What you need to do —
In the opinion piece on the future of tourism, how many passengers a year did Southend want its airport to carry?

Whither tourism now?

By | Category: Travel tips & opinions

Planes, ships and airports have all grown in size in the last fifty years.

Macchi Piccu, Peru
Machu Piccu , Peru where restrictions on visitor numbers have been imposed

When I first voyaged on a ship it was just under 14,000 tons; today cruise ships like the Symphony of the Seas are fifteen times the size. The first plane on which I travelled 10,000 miles fifty years ago carried under 200 passengers. The 747 and the A-380 carry 0ver 470 and 570 respectively.

Heathrow routinely booked over 80 million passengers through it in the two years prior to the pandemic but to me, it seemed to be time-consuming to get to, time-consuming to get through and unpleasant to be in as people slept on floors, restaurants were overcrowded and queues took over forty-five minutes to get through despite the best attempts by airport staff.

Just over a year ago, Heathrow was looking at developing a new runwa, Charles-de-Gaulle Airport in France had submitted plans for a new terminal and it cost an arm and a leg to buy one of the major airports. The owners of Manchester Airport had plans to add a further 10 million passengers per year and Southend wanted to develop from an airport carrying just under a million-and-a-half passengers a year to 10 million. Teeside International plans to grow ten-fold albeit from a much reduced number compared to what the number of passengers passing through its halls fifteen years ago.

Roll on a year and what do we find?

France has dropped plans for a new terminal, many large cruise ships have gone to the breakers yards and the jumbo and A-380 planes are dying like the dodo to be replaced by smaller planes. I am not even sure hub airports have much of a future as passengers might prefer point-to-point services rather than have to change at enormous airports with all the potential health issues that might occur.

Some pundits are saying that business travel will never return to the levels it once was at as business people have found the convenience of video calls is both efficient and saves them millions. The effect on airlines could be game-changing as many airlines rely on business class passengers to provide their profits. Leisure fares will probably rise as a result.

Point-per-instance localization data —

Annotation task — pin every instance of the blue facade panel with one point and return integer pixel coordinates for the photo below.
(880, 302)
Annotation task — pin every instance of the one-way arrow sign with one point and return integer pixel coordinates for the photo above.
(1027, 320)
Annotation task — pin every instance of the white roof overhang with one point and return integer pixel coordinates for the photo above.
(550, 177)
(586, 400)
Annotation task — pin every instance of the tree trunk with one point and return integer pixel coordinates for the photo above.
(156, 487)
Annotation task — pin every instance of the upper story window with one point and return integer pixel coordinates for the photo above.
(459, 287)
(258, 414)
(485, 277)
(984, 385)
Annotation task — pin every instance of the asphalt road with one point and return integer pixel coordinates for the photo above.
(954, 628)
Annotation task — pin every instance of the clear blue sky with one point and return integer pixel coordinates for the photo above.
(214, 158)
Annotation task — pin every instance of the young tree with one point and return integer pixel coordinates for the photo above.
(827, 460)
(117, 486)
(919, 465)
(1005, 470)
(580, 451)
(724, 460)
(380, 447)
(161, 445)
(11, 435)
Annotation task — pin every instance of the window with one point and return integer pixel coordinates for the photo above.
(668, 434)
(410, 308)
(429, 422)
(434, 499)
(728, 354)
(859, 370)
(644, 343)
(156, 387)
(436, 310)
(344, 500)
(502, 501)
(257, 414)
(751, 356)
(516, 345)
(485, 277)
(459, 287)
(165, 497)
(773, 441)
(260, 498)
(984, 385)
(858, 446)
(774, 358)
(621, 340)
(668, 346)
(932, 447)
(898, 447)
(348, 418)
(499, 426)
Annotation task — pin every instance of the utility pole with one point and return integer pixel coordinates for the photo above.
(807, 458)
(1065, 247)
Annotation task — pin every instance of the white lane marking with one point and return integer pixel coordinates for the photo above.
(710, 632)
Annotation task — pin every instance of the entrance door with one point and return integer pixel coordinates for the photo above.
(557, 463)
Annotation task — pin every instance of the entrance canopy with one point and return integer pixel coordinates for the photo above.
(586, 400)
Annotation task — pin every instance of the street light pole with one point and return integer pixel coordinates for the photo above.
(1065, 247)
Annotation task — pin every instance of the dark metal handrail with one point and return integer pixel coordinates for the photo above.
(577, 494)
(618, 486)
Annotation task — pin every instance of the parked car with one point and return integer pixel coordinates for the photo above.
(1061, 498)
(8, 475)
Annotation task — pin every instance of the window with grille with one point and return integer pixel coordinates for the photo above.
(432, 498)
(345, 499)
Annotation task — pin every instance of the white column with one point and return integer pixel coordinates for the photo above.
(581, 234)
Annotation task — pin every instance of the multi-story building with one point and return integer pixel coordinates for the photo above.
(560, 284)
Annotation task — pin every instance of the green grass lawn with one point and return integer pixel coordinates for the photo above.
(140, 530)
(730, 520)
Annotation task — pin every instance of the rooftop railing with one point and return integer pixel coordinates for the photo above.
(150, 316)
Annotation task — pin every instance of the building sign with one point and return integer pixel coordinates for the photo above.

Task solution —
10 million passengers a year.